▶ [What is being asked]:
Reproduce the rows below with every occurrence of "thickest" replaced by "widest" and all other text left unchanged, omitting the pictures from your answer.

▶ [Records shown]:
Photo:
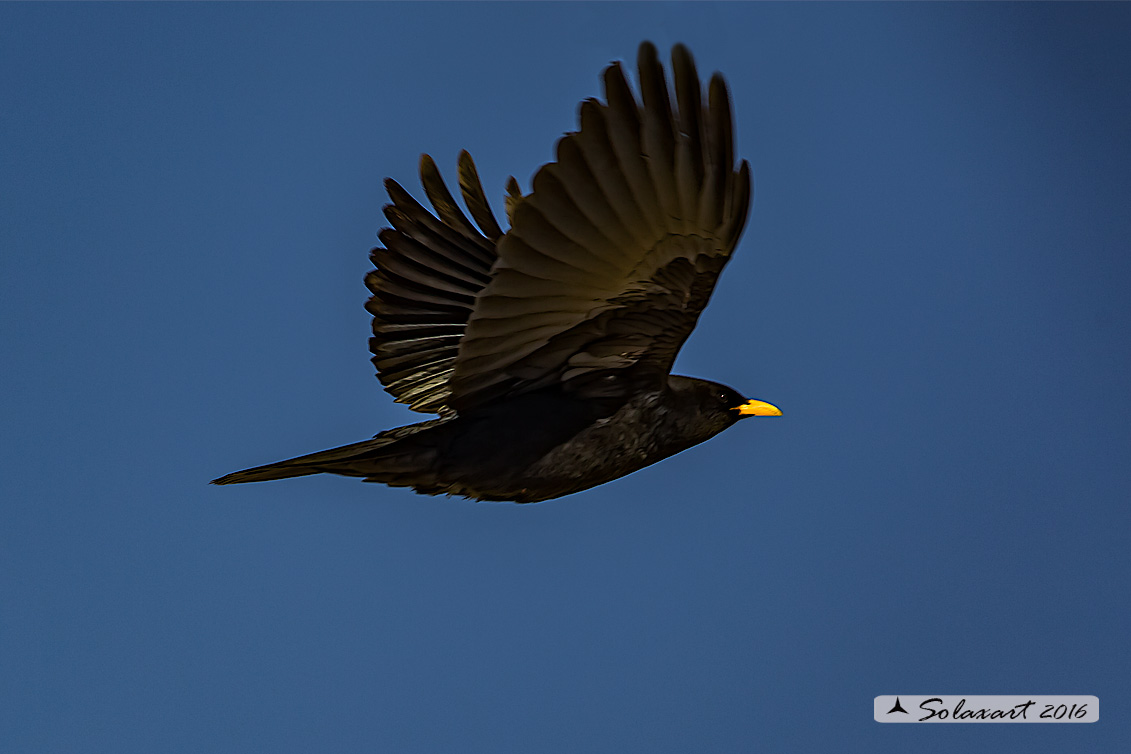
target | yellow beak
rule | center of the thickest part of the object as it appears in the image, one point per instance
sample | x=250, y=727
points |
x=758, y=408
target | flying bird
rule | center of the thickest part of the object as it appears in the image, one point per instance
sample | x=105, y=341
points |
x=545, y=351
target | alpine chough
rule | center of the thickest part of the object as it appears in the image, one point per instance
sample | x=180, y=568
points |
x=545, y=351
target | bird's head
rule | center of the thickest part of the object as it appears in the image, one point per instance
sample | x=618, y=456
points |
x=716, y=405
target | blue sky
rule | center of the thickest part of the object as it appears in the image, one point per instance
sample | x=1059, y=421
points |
x=933, y=286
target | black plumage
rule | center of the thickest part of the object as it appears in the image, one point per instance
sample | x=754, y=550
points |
x=546, y=349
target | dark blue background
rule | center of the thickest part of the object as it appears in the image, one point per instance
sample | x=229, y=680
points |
x=933, y=286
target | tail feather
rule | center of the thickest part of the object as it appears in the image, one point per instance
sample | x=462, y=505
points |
x=386, y=454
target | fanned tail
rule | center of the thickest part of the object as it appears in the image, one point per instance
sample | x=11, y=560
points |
x=385, y=458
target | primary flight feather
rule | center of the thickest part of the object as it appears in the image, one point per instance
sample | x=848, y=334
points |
x=545, y=351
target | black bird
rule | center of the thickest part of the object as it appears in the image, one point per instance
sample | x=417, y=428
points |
x=545, y=351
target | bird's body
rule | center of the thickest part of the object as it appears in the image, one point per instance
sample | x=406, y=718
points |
x=546, y=349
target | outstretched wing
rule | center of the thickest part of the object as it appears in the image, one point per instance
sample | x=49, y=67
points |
x=428, y=276
x=614, y=254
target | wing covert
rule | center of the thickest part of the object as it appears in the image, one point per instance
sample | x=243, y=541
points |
x=615, y=252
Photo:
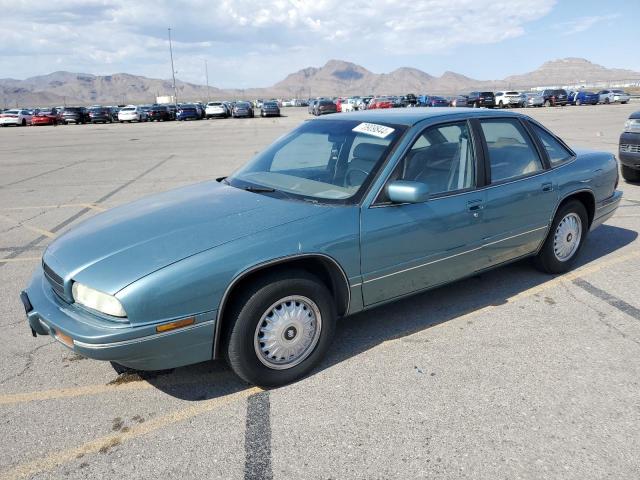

▶ [Output for this exercise]:
Photo:
target | yellow beak
rule | center of the widest part of the object as it appears in the image, one point per instance
sample | x=250, y=727
points |
x=758, y=408
target | flying bird
rule | center of the widest part of the object as it appears in the image, one point per instance
sample | x=105, y=341
points |
x=545, y=351
target | alpine chough
rule | center of the widest part of the object as it appears in the image, one point per instance
sample | x=180, y=568
points |
x=545, y=351
target | bird's head
rule | center of the widest part of the object as it appears in the image, one point per instance
sample | x=618, y=456
points |
x=716, y=405
target | blue sky
rule | center of the widest part of the object as it appears in the image, one point per instance
sample | x=1059, y=421
points |
x=933, y=286
target | black plumage
rule | center of the widest part of the object as it appears in the image, one point per instance
sample | x=754, y=550
points |
x=546, y=349
target | dark blue background
rule | center of the widest part of the object as it appears in the image, one point per instance
sample | x=229, y=680
points |
x=933, y=286
target | tail feather
rule | center of the widest part of the object as it appears in the image, one point per instance
sample | x=462, y=505
points |
x=386, y=454
target | fanned tail
rule | center of the widest part of the object as it appears in the image, one point per instance
sample | x=11, y=560
points |
x=385, y=458
target | primary flight feather
rule | center of the widest part of the object as it appears in the image, one point per instance
sample | x=848, y=334
points |
x=545, y=351
target | black bird
rule | center of the widest part of the object as it appears in the image, one point per instance
sample | x=417, y=428
points |
x=545, y=351
target | bird's body
rule | center of the widest part of the object as it appears in the image, one point per instance
sample | x=406, y=718
points |
x=546, y=349
target | outstretched wing
rule | center of the widest part of the object as it appears in the image, one point per instance
sample | x=49, y=67
points |
x=428, y=276
x=614, y=254
target | wing covert
rule | center of the widest part of the object as it appears in the image, one point per instance
sample | x=243, y=541
points |
x=615, y=252
Photo:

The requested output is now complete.